Task requirements → All of the entries must appear again exactly as written.

——

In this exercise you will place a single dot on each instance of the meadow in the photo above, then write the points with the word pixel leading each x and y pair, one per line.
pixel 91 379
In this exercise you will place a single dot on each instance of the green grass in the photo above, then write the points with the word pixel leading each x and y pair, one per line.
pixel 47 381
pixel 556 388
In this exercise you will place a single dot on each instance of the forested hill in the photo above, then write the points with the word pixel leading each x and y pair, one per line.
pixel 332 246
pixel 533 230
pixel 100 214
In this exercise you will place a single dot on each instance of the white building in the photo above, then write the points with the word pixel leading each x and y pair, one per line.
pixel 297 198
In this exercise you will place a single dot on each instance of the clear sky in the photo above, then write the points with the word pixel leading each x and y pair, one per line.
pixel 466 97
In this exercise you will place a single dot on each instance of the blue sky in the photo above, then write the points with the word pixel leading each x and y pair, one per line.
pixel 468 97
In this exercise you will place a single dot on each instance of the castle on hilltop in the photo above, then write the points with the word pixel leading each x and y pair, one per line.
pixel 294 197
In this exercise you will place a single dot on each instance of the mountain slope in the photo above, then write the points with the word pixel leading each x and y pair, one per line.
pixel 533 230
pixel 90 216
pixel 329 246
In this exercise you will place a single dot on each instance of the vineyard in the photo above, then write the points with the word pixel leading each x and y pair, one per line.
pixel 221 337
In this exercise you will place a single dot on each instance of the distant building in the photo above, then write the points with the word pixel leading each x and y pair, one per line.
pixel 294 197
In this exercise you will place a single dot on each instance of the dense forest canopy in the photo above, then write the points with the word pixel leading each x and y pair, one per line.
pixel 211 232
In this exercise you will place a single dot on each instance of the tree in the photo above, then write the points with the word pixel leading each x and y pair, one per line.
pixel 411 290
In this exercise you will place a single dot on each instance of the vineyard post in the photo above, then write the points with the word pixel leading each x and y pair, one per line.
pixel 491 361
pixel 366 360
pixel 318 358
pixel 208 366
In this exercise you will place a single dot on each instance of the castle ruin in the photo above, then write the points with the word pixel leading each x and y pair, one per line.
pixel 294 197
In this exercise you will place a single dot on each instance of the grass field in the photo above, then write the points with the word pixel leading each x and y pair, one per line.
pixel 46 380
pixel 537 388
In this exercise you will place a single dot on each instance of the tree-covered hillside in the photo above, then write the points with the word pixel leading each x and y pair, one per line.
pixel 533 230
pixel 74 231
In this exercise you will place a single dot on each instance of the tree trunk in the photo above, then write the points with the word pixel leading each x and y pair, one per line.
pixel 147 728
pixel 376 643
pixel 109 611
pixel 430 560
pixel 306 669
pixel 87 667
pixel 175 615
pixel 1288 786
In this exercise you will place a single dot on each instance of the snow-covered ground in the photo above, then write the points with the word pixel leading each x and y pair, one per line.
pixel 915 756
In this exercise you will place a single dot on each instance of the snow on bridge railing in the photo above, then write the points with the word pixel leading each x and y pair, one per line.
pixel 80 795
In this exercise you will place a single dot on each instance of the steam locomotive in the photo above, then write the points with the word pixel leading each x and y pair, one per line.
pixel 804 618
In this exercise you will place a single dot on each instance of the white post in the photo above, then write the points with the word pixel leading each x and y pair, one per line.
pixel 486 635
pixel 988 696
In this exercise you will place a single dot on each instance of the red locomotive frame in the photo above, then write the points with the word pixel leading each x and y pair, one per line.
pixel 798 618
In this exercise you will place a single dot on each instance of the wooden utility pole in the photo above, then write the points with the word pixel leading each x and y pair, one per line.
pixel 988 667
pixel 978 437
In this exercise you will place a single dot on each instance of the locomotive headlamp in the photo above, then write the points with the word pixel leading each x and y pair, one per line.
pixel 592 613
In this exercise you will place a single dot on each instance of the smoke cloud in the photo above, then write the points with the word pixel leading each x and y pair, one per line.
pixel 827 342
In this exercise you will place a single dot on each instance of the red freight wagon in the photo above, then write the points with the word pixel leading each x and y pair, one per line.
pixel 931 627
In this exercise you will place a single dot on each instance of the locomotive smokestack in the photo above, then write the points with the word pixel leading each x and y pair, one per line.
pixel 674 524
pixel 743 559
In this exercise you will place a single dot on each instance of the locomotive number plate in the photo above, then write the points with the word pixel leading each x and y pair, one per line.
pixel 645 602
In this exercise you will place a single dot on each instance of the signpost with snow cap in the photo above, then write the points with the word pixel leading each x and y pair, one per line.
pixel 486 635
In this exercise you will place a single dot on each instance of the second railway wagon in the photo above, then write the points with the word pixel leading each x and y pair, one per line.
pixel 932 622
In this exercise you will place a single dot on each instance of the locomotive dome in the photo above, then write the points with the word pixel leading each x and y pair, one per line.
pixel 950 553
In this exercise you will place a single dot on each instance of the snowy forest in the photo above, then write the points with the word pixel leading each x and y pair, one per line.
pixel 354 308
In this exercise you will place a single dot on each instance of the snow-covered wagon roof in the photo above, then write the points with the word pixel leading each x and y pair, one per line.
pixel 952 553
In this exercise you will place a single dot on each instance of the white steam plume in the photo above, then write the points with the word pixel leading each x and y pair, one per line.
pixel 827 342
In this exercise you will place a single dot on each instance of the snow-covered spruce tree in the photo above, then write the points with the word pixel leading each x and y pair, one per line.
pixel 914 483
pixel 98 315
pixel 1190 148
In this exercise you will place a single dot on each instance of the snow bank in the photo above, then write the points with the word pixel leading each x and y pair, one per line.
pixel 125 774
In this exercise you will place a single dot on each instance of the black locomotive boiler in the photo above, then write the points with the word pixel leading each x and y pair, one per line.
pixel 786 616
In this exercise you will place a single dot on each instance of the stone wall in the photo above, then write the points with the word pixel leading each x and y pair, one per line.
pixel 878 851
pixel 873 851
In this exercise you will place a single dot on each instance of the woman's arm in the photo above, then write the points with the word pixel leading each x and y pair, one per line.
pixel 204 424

——

Answer →
In this exercise you will place a single dot on each instance of the meadow in the photo above, then write the points with the word pixel leading each x and y pair, one per line.
pixel 91 379
In this exercise you will place a single dot on each instance of the green grass in the photo above, then write the points with the word pixel leading each x and y pair, one per line.
pixel 47 381
pixel 556 388
In this exercise you will place a single dot on each instance of the forested hill in the photo above, then write the points with the word pixel leading each x and y pair, one per line.
pixel 332 246
pixel 533 230
pixel 100 214
In this exercise you will place a single dot on each instance of the white building in the photo above, then write the points with the word pixel leading each x and y pair, one per line.
pixel 297 198
In this exercise you will place a single dot on each instance of the clear sky in the photo above, then write the points with the word pixel leading each x and y pair, one per line.
pixel 466 97
In this exercise you will place a single dot on each instance of the blue sky in the photo above, then write the points with the word pixel leading each x and y pair, one per line.
pixel 468 97
In this exercise you will place a single dot on each instance of the castle on hilltop in the photo above, then write the points with the word pixel leading each x and y pair, one per line.
pixel 294 197
In this exercise you will place a single dot on each instance of the mountain slope in the photo above, then write the points with the word pixel leading each x and y pair, one per line.
pixel 533 230
pixel 90 216
pixel 329 246
In this exercise you will place a single dot on each instance of the vineyard in the photo above, then write the points with the word pixel leading each x and y pair, one per line.
pixel 221 337
In this exercise you will place a single dot on each instance of the distant building in the photo above, then write the points with the word pixel leading each x and y pair, one per line.
pixel 294 197
In this exercise you will place a single dot on each instance of the dense forest canopy in the photo above, then write the points with the word pixel leading each x and y pair, one per line.
pixel 211 232
In this exercise you will place a single dot on each instance of the tree in the photo above, then write the points with the word pixel leading each x and y pair, one per line.
pixel 411 290
In this exercise you will place a single dot on each instance of the vineyard post in the photo above, then write the points with the word pixel leading each x and y pair, one per line.
pixel 491 361
pixel 366 360
pixel 318 358
pixel 208 366
In this exercise you will place a single dot on each instance of the castle ruin in the photo above, then write the points with the word pixel leading each x and y pair, one per line.
pixel 294 197
In this exercise you will place a single dot on each instance of the grass field in the photo above, then write the points with the word pixel leading each x and y pair, one per line.
pixel 46 380
pixel 537 388
In this exercise you will place a single dot on each instance of the tree-covered hillside in the photo above, then write the points with the word pixel leading each x and y pair, one per line.
pixel 533 230
pixel 74 231
In this exercise you will place a single dot on each instance of the tree trunk in the photo above, then write the points with the word pixel leading each x and y pair, one per line.
pixel 147 728
pixel 376 643
pixel 109 611
pixel 430 560
pixel 306 669
pixel 87 667
pixel 175 615
pixel 1288 786
In this exercise you will place a single dot on each instance of the snow-covered ground in the photo above, then write the points with the word pixel leading each x and y pair, one per line.
pixel 915 756
In this exercise you will place a single dot on each instance of the snow on bridge railing in the photo above, then write the points with the word pixel leading each x and y pair, one per line.
pixel 80 795
In this exercise you will place a single dot on each instance of the steam locomotive in the photo above, then write the points with the word pixel leading each x and y pair, one per line.
pixel 804 618
In this exercise you will place a single dot on each instance of the white post in the photo above, then write the points with the word pixel leading each x and y pair, one per line.
pixel 486 635
pixel 988 696
In this exercise you will place a single dot on each instance of the red locomotive frame in the photo above, then write the points with the word pixel leading each x and y pair, one per line.
pixel 798 618
In this exercise you will place a single dot on each instance of the wooden utility pole in the photo above, then write the points with the word pixel leading each x and y pair, one per line.
pixel 988 667
pixel 978 437
In this exercise you will place a single dot on each instance of the locomotive headlamp in the photo above, then write the points with the word pixel leading each x and y pair, one per line.
pixel 592 613
In this exercise you will place a single dot on each instance of the smoke cloud in the photo above, then write the points with the word pixel leading each x and y pair, one per line.
pixel 827 342
In this exercise you will place a single dot on each instance of the red freight wagon in the photo above, then write the points with the word pixel leading each x and y pair, one per line.
pixel 931 627
In this exercise you will place a single dot on each instance of the locomotive smokestack in the photo above, then write the points with the word pixel leading each x and y pair, one per line.
pixel 674 524
pixel 743 559
In this exercise you will place a single dot on each instance of the locomotive number plate in the photo above, then write the points with the word pixel leading each x and y pair, one per line.
pixel 645 602
In this exercise you will place a single dot on each instance of the signpost with snow cap in the photo above, then write the points with the word pixel leading each x and y pair, one per line.
pixel 486 635
In this exercise you will place a single dot on each instance of the second railway wagon in the photo above, then write the points with the word pixel leading each x and y pair, one per line.
pixel 932 622
In this exercise you will place a single dot on each instance of the locomotive dome in the photo above, then write the points with the word pixel leading each x and y pair, one per line.
pixel 950 553
In this exercise you will place a single dot on each instance of the snowy forest in the photo above, then write the points with the word pixel leading each x and y pair, one per line.
pixel 354 308
In this exercise you will place a single dot on each instance of the snow-covered wagon roof in the photo above, then write the points with the word pixel leading each x and y pair, one per line.
pixel 952 553
In this exercise you will place a single dot on each instance of the white steam plume in the photo above, then write the points with the word pixel leading each x and y pair, one per line.
pixel 827 342
In this exercise you will place a single dot on each instance of the snow-covered spruce tree in the photo above, then write the points with the word pixel leading each x and y pair, one per line.
pixel 914 483
pixel 98 315
pixel 1190 148
In this exercise you will place a single dot on each instance of the snow bank in the photo above, then write the points with the word pixel leading each x and y pair, one per line.
pixel 125 774
In this exercise you will place a single dot on each instance of the black locomotive boiler in the photo above, then write the points with the word pixel leading each x and y pair, one per line.
pixel 786 616
In this exercise you will place a single dot on each instance of the stone wall in the photo above, then write the points with the word pixel leading each x and y pair, one per line.
pixel 878 851
pixel 873 851
In this exercise you will place a single dot on each instance of the woman's arm in the photo above, then write the points with the word pixel leading each x and y pair, one per line.
pixel 204 424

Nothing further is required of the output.